Record excerpts:
- - -
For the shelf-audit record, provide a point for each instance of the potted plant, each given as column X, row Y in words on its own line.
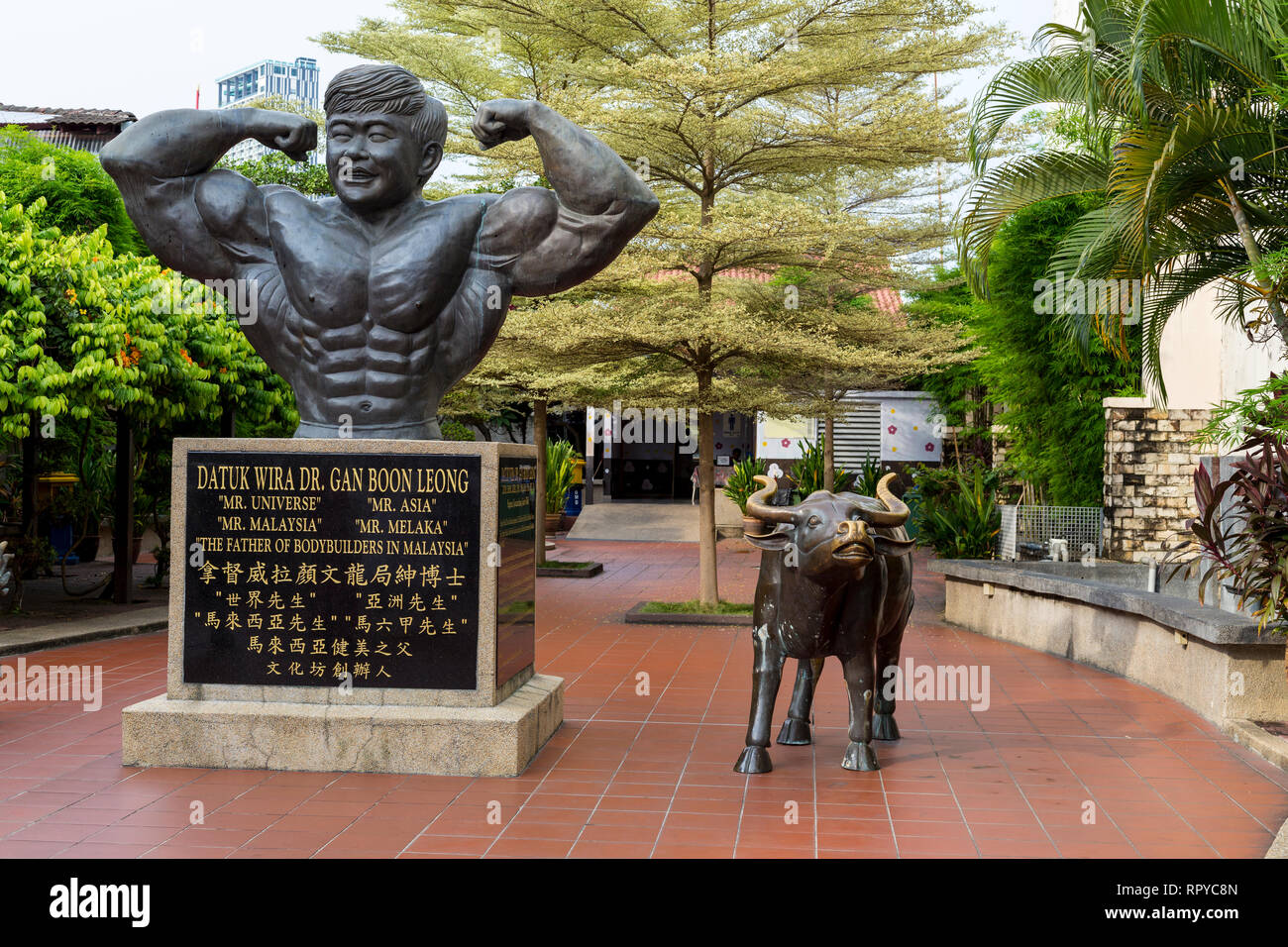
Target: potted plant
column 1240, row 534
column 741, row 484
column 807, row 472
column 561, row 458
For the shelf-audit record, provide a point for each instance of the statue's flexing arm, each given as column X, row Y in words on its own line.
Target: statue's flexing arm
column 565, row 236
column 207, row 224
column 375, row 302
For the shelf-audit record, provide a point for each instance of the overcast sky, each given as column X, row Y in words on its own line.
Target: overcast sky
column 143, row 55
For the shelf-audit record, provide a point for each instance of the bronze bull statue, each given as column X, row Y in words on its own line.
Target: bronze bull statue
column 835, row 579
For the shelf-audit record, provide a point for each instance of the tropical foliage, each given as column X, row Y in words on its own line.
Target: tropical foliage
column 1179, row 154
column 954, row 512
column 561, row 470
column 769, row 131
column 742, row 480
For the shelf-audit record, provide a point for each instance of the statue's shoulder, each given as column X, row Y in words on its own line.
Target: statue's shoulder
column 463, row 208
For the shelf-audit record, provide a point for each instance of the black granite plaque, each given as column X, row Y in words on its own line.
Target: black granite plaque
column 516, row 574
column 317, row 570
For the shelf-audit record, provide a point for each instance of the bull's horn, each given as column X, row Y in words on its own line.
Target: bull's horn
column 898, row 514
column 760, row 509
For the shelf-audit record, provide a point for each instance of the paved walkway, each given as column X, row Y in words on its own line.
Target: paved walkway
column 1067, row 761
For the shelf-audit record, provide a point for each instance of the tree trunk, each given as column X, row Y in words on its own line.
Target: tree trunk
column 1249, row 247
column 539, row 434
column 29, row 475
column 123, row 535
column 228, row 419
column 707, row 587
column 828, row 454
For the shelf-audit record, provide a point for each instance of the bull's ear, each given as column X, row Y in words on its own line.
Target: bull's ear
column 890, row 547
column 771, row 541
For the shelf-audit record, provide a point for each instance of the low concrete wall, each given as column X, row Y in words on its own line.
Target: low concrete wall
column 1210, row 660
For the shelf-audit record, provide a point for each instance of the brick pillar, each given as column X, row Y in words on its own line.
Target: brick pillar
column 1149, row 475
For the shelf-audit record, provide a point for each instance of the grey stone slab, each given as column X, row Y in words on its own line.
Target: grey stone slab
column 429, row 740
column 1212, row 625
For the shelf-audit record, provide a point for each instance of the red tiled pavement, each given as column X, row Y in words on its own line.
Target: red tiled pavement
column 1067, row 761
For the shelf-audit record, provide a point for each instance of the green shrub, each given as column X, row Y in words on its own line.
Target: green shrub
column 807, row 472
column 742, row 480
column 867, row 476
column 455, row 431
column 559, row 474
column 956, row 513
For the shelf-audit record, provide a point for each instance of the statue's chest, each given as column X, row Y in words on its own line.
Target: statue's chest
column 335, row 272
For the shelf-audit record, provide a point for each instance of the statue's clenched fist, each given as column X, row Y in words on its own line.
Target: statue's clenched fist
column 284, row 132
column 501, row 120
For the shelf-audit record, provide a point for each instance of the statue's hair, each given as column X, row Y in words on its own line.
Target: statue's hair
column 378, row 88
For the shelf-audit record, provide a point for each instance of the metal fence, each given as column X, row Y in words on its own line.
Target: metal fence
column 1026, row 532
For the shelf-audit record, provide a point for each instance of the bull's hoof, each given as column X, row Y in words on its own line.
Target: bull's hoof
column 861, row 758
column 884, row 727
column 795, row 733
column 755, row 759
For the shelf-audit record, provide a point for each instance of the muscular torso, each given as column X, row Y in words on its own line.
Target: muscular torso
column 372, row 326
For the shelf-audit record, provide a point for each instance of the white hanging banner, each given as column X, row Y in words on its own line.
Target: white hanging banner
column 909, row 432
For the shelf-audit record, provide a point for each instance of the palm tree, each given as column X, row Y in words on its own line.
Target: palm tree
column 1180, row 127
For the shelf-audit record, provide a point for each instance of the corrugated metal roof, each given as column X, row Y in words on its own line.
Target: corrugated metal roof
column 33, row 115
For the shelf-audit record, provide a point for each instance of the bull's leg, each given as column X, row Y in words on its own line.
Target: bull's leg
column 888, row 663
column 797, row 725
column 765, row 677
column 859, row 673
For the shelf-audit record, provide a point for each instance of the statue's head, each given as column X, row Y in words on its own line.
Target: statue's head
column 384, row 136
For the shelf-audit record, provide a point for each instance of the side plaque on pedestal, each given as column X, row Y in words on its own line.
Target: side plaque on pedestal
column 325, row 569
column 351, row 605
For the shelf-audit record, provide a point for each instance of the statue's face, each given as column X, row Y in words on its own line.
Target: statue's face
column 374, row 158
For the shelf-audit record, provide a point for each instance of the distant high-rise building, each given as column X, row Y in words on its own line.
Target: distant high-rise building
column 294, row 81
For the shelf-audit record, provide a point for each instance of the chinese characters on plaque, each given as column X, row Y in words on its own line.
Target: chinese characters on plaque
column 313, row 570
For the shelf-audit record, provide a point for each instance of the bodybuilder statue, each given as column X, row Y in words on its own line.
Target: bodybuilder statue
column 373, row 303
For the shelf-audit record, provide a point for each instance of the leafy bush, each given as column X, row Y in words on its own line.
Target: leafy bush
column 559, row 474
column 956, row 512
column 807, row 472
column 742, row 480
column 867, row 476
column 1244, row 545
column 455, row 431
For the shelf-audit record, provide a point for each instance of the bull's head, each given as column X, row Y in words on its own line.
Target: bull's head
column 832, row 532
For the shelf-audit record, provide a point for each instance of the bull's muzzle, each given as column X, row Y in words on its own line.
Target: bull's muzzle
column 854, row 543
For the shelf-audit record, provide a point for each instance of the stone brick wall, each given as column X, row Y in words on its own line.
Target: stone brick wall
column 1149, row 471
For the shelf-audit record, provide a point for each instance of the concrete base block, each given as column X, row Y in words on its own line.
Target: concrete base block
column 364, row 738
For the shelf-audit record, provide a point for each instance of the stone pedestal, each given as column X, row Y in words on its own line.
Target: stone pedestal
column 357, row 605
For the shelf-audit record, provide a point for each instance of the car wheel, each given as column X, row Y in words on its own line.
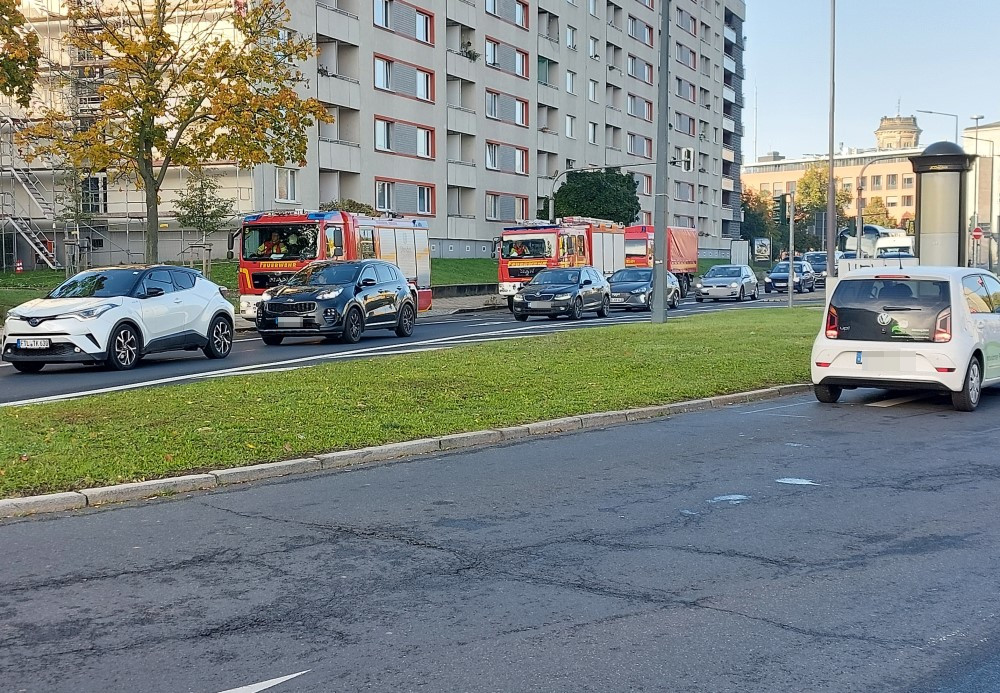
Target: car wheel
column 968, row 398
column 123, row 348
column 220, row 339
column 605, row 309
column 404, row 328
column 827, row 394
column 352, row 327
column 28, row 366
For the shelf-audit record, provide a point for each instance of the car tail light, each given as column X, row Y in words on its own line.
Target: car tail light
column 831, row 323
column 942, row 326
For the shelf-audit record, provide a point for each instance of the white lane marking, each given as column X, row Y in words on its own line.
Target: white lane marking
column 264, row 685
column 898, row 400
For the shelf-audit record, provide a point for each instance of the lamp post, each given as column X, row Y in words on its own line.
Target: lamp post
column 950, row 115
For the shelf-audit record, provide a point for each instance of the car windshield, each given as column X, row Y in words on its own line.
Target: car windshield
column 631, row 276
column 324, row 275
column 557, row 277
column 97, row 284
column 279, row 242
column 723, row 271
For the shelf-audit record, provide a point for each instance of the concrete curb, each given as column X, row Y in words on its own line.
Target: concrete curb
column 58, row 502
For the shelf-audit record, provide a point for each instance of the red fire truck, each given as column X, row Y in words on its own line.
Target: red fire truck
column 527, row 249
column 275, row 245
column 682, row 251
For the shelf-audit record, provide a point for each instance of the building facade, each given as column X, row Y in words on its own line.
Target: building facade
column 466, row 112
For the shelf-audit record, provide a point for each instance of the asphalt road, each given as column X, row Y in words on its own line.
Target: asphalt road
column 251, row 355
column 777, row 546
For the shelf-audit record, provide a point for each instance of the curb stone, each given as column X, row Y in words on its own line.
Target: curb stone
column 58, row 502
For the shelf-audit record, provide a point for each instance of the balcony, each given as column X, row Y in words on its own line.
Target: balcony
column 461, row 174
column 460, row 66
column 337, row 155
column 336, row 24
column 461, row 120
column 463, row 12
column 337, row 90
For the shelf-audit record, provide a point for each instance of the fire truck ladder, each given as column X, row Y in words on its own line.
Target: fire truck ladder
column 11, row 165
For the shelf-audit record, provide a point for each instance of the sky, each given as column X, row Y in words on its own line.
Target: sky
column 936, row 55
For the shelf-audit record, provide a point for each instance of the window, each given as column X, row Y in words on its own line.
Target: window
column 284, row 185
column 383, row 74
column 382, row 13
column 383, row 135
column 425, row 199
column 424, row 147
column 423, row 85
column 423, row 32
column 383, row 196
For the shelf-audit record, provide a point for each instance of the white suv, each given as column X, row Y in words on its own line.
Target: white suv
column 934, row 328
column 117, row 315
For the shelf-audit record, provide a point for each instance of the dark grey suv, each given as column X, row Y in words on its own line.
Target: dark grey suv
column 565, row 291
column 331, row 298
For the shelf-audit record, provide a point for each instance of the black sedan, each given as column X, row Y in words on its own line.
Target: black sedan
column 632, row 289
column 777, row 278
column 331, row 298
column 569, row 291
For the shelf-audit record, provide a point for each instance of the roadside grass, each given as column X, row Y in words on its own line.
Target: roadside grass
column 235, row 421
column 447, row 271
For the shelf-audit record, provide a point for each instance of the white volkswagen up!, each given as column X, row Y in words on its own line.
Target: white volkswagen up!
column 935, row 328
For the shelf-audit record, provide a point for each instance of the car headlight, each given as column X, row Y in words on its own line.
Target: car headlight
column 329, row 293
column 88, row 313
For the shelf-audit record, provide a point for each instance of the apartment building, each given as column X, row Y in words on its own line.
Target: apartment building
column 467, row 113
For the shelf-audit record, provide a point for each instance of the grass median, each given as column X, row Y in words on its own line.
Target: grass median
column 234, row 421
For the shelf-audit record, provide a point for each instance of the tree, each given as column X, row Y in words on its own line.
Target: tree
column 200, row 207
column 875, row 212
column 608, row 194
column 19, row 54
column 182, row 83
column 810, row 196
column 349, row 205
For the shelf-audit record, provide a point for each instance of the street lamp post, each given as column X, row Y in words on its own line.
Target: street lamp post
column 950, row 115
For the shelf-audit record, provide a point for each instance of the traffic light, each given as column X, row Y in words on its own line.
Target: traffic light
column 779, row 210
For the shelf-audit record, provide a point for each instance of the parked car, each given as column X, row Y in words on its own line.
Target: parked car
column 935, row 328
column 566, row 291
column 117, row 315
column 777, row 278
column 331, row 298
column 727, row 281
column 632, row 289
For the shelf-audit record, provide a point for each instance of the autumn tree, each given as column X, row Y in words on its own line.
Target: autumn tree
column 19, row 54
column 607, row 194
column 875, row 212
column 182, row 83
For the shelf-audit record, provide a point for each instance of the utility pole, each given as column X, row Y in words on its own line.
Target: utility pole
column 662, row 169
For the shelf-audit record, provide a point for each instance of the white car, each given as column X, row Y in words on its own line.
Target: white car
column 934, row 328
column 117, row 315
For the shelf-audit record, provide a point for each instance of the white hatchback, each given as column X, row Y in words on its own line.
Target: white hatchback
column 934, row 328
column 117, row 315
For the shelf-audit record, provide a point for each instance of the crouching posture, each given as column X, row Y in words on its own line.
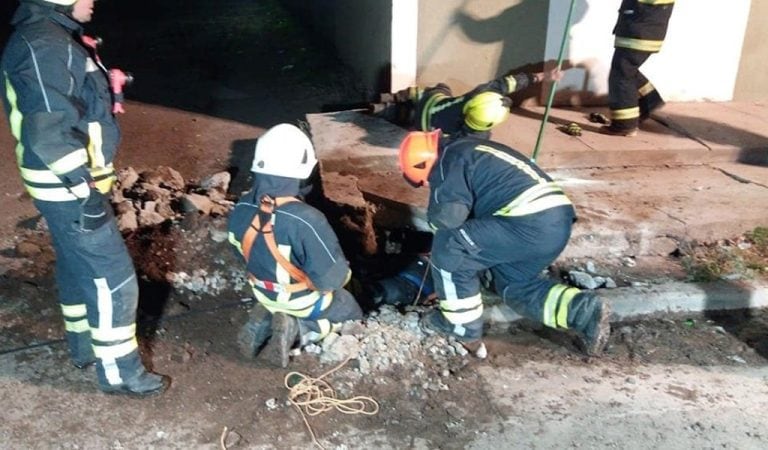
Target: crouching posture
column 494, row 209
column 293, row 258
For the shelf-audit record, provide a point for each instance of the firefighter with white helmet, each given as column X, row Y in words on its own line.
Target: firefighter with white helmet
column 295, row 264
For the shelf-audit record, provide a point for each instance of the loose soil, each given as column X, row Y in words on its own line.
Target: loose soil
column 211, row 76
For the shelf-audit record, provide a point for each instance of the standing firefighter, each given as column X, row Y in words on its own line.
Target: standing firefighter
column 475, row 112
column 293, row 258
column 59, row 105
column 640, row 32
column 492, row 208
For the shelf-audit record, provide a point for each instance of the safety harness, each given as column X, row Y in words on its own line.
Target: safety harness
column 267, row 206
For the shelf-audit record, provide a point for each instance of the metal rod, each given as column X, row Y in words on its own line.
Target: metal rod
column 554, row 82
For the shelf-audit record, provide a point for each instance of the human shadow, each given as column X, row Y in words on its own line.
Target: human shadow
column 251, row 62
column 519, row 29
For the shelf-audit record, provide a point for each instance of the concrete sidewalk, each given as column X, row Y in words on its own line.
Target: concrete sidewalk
- - -
What you are asked to do: Print the material from the line with "bull's head, each" to the line with "column 357, row 605", both of those lines included, copying every line without any change.

Response for this exercise:
For the shelf-audit record, provide a point for each instance of the bull's head, each given as column X, row Y in words on its own line.
Target: bull's head
column 832, row 532
For the shelf-audit record, provide a point for each instance of the bull's muzzle, each given as column X, row Y in words on its own line.
Target: bull's muzzle
column 854, row 543
For the shelf-audit record, provide a point for each instance of the stone brick wall, each given as column X, row Y in words on its own line.
Target: stone brick wall
column 1149, row 471
For the shelf-audit record, provide a point for each instance of the concrete base block, each given as column X, row Y in words on its own line.
Target: concrete base block
column 364, row 738
For the shelf-audit record, provide a point for each instance of the stone pedestal, each given as column X, row Y in words on its own line.
Target: stone pedestal
column 357, row 605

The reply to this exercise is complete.